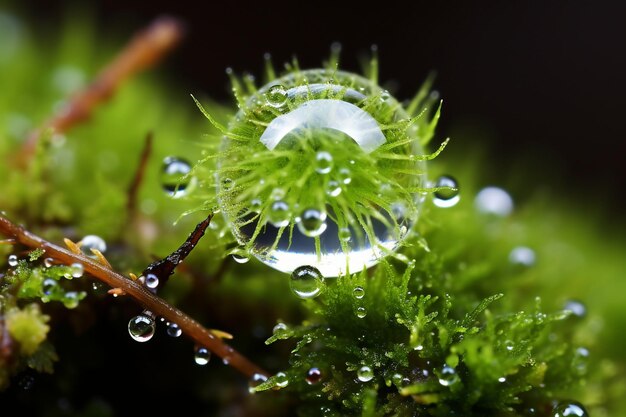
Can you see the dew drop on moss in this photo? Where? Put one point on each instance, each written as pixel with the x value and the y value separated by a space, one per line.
pixel 569 409
pixel 90 242
pixel 174 330
pixel 358 292
pixel 306 282
pixel 201 356
pixel 313 376
pixel 365 374
pixel 449 196
pixel 175 178
pixel 448 376
pixel 276 96
pixel 312 222
pixel 141 328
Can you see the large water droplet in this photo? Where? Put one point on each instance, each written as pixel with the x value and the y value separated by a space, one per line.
pixel 569 409
pixel 312 222
pixel 141 328
pixel 306 282
pixel 323 162
pixel 495 201
pixel 90 242
pixel 202 355
pixel 365 374
pixel 448 376
pixel 313 376
pixel 279 214
pixel 175 178
pixel 276 96
pixel 446 197
pixel 522 255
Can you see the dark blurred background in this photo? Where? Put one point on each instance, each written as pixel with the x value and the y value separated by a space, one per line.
pixel 538 85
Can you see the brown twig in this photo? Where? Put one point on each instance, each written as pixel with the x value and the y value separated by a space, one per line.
pixel 143 51
pixel 192 329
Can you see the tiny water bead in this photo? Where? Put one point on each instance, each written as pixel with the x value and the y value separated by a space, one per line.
pixel 313 376
pixel 201 356
pixel 569 409
pixel 306 282
pixel 448 376
pixel 309 150
pixel 141 328
pixel 494 201
pixel 365 374
pixel 448 195
pixel 175 177
pixel 90 242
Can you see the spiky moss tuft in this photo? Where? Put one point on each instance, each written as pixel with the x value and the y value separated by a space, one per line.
pixel 327 142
=-=-=-=-=
→ **What you have to do**:
Would you return exactly the lines from the one containing "Can you see the spiky" through the end of the listing, both included, and only them?

→ **Answer for this exercise**:
Can you see the spiky moss tuft in this photo? Where? Put one point on each instance, each written as pixel with the x value and the y value separated by a space, one per line.
pixel 327 142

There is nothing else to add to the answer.